Posted on 2018年11月19日2019年11月23日 by cool-jupiter

ボヘミアン・ラプソディ 85点
2018年11月17日 大阪ステーションシネマにて鑑賞
出演:ラミ・マレック ルーシー・ボーイントン グウィリム・リー ベン・ハーディ ジョセフ・マッゼロ トム・ホランダー マイク・マイヤーズ
監督:ブライアン・シンガー

 f:id:Jovian-Cinephile1002:20181119012956j:plain

原題もBohemian Rhapsody である。葛城ユキあるいはCHAGE and ASKAの楽曲‘ボヘミアン’を思い起こす人は多いのだろうか、それとも最早マイノリティなのだろうか。意味は放浪の人、流離う人、旅人、定住しない人などである。ラプソディとは、一曲の中で転調が見られる壮大な音楽を指す言葉である。そう考えれば、ボヘミアン・ラプソディというフレーズ、そして楽曲はQueenというバンドの定義にして本質であると言えるのかもしれない。

 

あらすじ

インド系の青年ファルーク(ラミ・マレック)はヒースロー空港で荷物の仕分けで日銭を稼ぎながら、夜な夜なパブに足を運び、バンドのライブを楽しんでいた。ある日、お気に入りのバンドのメンバーに声をかけたところ、リード・ヴォーカルが抜けたという。ファルークは歌声を披露し、その高音域を買われ、メンバーに加わる。そして伝説の幕が開く・・・

 

ポジティブ・サイド

20世紀FOXの定番ミュージックがエレキサウンド!『 ピッチ・パーフェクト ラストステージ 』でも採用されていた手法で、今後はこのような形で観客を映画世界に招き入れるのが主流になっていくのかもしれない。歓迎したいトレンドである。

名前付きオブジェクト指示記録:
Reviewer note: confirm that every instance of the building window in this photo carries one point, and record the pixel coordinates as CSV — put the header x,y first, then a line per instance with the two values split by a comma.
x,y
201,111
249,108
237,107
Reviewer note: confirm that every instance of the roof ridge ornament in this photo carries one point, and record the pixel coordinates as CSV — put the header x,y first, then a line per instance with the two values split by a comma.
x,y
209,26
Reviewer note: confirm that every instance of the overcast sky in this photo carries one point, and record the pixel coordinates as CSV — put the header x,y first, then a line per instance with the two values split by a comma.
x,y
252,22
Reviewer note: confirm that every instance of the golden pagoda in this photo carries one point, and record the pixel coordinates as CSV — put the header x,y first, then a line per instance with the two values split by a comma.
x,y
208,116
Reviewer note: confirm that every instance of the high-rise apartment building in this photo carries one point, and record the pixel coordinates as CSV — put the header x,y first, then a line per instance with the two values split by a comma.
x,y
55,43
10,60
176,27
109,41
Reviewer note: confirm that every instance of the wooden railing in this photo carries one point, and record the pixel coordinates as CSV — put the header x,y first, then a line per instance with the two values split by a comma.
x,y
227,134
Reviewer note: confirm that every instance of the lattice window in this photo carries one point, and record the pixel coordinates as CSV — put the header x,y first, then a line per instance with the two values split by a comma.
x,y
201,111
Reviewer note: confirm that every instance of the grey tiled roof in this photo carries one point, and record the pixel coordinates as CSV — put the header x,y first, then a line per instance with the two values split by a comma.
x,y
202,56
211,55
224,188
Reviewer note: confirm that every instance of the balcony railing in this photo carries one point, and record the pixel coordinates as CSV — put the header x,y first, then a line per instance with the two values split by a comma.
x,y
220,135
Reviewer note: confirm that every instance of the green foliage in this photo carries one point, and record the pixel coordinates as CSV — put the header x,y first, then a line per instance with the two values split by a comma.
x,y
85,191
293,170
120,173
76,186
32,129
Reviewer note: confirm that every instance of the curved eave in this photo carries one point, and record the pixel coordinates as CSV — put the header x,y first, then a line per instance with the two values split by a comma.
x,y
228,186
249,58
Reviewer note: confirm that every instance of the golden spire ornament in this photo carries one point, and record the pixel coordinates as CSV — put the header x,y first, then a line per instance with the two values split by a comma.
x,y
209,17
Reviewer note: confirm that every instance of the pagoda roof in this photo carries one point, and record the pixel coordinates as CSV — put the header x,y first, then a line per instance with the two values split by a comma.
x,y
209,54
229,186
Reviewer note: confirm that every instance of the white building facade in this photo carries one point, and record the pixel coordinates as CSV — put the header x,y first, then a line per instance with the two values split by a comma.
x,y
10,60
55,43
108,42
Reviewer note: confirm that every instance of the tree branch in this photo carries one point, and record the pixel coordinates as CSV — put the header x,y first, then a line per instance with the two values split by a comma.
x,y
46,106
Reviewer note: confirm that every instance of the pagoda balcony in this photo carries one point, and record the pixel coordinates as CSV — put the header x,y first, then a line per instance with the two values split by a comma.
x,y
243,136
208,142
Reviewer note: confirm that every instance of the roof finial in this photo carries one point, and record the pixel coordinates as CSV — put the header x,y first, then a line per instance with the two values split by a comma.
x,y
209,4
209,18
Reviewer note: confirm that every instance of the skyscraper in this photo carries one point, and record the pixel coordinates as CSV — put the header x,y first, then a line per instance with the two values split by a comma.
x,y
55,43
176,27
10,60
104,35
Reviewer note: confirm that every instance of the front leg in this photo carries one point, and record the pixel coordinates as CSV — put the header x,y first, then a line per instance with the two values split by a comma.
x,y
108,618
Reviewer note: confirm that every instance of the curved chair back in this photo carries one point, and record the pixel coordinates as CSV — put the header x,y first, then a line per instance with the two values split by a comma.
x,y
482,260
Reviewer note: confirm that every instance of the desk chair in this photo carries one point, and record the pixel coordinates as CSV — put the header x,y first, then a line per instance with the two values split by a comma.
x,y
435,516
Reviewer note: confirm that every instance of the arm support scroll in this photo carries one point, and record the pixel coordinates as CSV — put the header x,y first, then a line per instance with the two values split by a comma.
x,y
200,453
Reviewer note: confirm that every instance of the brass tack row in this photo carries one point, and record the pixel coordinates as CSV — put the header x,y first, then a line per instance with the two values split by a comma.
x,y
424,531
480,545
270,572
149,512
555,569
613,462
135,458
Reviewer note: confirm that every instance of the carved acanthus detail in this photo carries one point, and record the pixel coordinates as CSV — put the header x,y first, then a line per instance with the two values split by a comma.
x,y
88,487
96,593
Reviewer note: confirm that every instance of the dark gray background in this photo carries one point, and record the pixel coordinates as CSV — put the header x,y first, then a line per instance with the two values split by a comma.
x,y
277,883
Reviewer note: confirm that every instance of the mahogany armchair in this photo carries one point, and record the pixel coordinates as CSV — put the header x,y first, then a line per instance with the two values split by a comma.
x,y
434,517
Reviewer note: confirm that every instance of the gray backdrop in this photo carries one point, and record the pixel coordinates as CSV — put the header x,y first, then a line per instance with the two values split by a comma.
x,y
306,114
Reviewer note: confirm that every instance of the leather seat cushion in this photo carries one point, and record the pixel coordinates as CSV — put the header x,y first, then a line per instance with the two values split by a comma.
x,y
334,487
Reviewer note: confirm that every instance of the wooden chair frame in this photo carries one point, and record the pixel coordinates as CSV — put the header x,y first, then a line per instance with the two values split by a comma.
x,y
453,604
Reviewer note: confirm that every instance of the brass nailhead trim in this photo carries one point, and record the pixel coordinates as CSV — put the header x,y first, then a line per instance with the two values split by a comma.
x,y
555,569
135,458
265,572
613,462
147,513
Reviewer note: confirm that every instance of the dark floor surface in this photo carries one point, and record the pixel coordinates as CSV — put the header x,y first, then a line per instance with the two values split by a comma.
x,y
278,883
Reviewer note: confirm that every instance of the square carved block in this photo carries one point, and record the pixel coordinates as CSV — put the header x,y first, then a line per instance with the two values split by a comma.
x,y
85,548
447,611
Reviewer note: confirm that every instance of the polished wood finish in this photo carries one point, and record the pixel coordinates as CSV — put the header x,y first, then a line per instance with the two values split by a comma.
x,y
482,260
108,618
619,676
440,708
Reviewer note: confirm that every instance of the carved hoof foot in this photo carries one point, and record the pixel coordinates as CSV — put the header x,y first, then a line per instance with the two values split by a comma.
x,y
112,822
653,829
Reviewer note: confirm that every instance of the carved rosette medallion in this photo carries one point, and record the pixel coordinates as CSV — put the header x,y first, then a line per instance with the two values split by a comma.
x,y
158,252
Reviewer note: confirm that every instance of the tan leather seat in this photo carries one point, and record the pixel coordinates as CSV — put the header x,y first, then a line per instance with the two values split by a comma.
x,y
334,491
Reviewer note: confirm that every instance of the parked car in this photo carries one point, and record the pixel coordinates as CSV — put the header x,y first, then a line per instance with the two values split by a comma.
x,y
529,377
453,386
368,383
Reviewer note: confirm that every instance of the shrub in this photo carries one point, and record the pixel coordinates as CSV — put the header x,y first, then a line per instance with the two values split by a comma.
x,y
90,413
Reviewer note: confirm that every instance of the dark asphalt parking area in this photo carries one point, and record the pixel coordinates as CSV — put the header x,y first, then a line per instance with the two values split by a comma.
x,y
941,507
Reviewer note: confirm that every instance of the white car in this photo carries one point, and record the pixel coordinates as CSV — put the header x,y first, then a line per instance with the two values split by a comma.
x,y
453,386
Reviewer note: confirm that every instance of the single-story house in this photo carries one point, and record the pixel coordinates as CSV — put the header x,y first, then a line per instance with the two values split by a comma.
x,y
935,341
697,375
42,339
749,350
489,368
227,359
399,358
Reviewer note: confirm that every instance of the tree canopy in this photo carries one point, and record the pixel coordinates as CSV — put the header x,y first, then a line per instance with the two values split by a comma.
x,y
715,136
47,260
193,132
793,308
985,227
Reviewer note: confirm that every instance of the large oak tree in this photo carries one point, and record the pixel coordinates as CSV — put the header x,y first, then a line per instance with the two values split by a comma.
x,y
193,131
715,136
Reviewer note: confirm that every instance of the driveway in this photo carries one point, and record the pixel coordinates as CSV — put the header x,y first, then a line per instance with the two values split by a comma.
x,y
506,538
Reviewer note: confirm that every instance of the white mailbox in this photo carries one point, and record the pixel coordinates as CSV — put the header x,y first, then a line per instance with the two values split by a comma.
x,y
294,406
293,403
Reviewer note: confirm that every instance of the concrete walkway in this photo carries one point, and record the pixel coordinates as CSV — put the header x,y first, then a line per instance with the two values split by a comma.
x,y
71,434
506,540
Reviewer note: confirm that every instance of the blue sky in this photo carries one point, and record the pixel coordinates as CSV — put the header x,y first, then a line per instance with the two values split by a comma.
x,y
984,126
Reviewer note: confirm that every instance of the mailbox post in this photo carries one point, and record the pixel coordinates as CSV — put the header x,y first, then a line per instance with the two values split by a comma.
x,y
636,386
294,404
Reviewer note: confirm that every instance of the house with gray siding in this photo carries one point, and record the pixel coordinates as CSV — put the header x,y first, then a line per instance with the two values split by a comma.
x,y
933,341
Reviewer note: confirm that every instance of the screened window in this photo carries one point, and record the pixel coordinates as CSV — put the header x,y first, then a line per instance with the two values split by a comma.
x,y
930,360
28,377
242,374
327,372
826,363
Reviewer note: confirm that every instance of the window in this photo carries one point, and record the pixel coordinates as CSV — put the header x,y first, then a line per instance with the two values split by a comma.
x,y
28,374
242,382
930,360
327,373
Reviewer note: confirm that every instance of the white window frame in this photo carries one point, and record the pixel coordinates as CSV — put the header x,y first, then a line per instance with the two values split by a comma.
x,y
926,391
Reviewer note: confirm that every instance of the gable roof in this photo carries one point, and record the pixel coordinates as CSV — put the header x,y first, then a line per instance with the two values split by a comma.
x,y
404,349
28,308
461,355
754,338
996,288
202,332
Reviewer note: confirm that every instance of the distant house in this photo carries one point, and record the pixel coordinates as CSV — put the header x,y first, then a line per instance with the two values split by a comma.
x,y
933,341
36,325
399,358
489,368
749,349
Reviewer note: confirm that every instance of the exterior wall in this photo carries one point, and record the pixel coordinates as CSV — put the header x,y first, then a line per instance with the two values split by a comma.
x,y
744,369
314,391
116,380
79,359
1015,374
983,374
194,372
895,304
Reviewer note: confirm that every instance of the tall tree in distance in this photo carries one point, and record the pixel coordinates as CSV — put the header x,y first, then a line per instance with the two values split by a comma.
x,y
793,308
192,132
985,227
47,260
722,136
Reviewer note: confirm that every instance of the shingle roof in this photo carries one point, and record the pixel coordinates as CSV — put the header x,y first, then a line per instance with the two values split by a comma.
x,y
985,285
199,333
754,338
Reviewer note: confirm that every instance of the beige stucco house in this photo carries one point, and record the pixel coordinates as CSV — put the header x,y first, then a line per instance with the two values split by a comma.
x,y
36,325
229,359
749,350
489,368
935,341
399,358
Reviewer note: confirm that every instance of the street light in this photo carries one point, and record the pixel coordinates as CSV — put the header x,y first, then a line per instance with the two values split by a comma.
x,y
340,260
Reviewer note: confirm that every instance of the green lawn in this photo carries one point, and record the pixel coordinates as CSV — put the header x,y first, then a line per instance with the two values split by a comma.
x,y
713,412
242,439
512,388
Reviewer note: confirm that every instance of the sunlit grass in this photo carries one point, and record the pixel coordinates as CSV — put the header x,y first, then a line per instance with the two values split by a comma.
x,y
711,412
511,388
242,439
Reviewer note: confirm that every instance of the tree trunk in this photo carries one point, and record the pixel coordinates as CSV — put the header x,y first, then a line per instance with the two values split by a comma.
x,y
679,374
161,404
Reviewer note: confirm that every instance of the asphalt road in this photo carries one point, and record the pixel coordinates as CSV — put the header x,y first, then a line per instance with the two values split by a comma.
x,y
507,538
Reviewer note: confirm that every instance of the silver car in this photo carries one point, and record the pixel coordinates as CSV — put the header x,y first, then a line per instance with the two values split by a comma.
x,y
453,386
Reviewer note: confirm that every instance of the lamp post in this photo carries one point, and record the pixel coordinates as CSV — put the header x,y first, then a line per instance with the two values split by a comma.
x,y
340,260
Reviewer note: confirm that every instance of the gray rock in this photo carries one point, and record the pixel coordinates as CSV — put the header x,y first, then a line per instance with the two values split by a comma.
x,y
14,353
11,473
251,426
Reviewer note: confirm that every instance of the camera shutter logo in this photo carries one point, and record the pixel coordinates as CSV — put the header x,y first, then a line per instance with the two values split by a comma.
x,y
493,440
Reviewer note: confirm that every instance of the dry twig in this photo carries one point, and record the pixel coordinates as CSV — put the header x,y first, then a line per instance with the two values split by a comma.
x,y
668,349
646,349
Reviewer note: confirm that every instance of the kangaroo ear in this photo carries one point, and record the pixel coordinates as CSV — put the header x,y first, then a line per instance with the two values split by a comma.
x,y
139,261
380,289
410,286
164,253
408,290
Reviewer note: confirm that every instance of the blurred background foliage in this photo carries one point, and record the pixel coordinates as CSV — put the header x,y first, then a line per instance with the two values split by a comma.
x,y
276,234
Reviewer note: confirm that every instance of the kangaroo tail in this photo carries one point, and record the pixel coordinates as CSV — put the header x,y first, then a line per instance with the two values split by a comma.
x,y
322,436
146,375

挑戦課題 1:
次の(a)〜(c)が映画『ボヘミアン・ラプソディ』のレビューの内容と一致するかどうか、それぞれ「はい」か「いいえ」で答え、判断の根拠となる本文の語句をそのまま引用しなさい。(a) 筆者は本作を大阪ステーションシネマで鑑賞した。(b) 本作の監督はラミ・マレックである。(c) ラプソディとは、一曲の中で転調が見られる壮大な音楽を指す言葉である。
挑戦課題 2:
映画『ボヘミアン・ラプソディ』のレビューを、最後の文の後から書き進めなさい。

課題の解答 1:
(a) はい。「2018年11月17日 大阪ステーションシネマにて鑑賞」
(b) いいえ。「監督:ブライアン・シンガー」
(c) はい。「ラプソディとは、一曲の中で転調が見られる壮大な音楽を指す言葉である。」

課題の解答 2:
本作を称えるに際しては、何をおいてもラミ・マレックに最大限の敬意を表さねばならない。はっきり言って、長髪の頃のフレディにはあまり風貌は似ていないのだが、短髪にして髭をたくわえ出したあたりからは、シンクロ率が400%に達していた。架空のキャラクターを演じるのは、ある意味で簡単だ。監督、脚本家、演出家などが思い描くビジョンを忠実に再現する、もしくは役者が自身のテイストをそれにぶつけて醸成させていけば良いからだ。しかし、世界中にファンを持つ伝説的なパフォーマーを演じるというのは、並大抵の技術と精神力で達成できることではない。彼の持つ複雑な生い立ちとその時代や地域におけるセンシティブなパーソナリティ、その苦悩、葛藤、対立、軋轢、堕落、和解、そして真実へと至る道を描き出すその労苦を思えば、マレックにはどれだけの賛辞を送ってもよいだろう。何か一つでもヘマをすれば、数十万から数百万というオーダーの映画ファン、音楽ファンから批判を浴びることになるからだ。史実(と考えられているもの)とは異なるシーンも散見されるようだが、そこは事実と真実の違いと受け入れよう。前者は常に一つだが、後者は見る角度によってその姿を変える。たとえば Wham! の名曲、“Last Christmas”は失恋を歌ったものであるが、ジョージ・マイケルのセクシュアリティを知れば、歌詞の解釈がガラリと変わる。フレディ・マーキュリーについても同様のことが言えるのだ。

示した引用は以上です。